WHAT THE TASK REQUIRES> Rescale the entries below by rewriting every line of them. Multiply each point coordinate in the answers by 0.9 and round it to the nearest whole number, with halves rounded up; leave everything else unchanged.

TASK MATERIAL>
· · · · ·

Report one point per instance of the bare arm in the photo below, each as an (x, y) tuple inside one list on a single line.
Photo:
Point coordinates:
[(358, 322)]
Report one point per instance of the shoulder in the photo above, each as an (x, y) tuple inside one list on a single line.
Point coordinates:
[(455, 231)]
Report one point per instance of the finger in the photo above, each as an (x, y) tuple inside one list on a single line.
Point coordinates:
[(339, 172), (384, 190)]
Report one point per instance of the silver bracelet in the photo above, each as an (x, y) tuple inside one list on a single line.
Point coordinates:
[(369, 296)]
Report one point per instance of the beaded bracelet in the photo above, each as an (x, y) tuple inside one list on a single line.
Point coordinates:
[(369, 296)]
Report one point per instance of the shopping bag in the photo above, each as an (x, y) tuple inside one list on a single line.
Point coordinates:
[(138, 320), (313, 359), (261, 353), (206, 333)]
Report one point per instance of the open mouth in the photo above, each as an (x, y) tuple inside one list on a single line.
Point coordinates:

· · · · ·

TASK RESULT>
Report one point per instance of the bare arm in the photo below, each as an (x, y) tuple inside one list on a single line.
Photo:
Point coordinates:
[(322, 290)]
Report one point per instance of the shoulder in the photo above, each as an (x, y) tuple inside one list on a single line.
Point coordinates:
[(410, 208)]
Report one point per instance of the finger in the photo above, each as an (x, y) tuple inside one list on a single line.
Point coordinates:
[(305, 155), (346, 171)]
Report one point per instance of the silver bracelet in the photo above, each as an (x, y) tuple inside one list on a single line.
Point coordinates:
[(332, 266)]
Report one point per instance of the beaded bracelet in the photo above, each as an (x, y) tuple inside one list on a single line.
Point coordinates:
[(332, 266)]
Report one point per instance of the shopping bag in the photo above, each as an (x, y) tuple inside one list on a single line.
Point coordinates:
[(124, 288), (282, 323), (235, 318), (185, 300)]
Report one point per instance of the open mouth in the photo above, each as an (x, y) tuple inside one list on a single line.
Point coordinates:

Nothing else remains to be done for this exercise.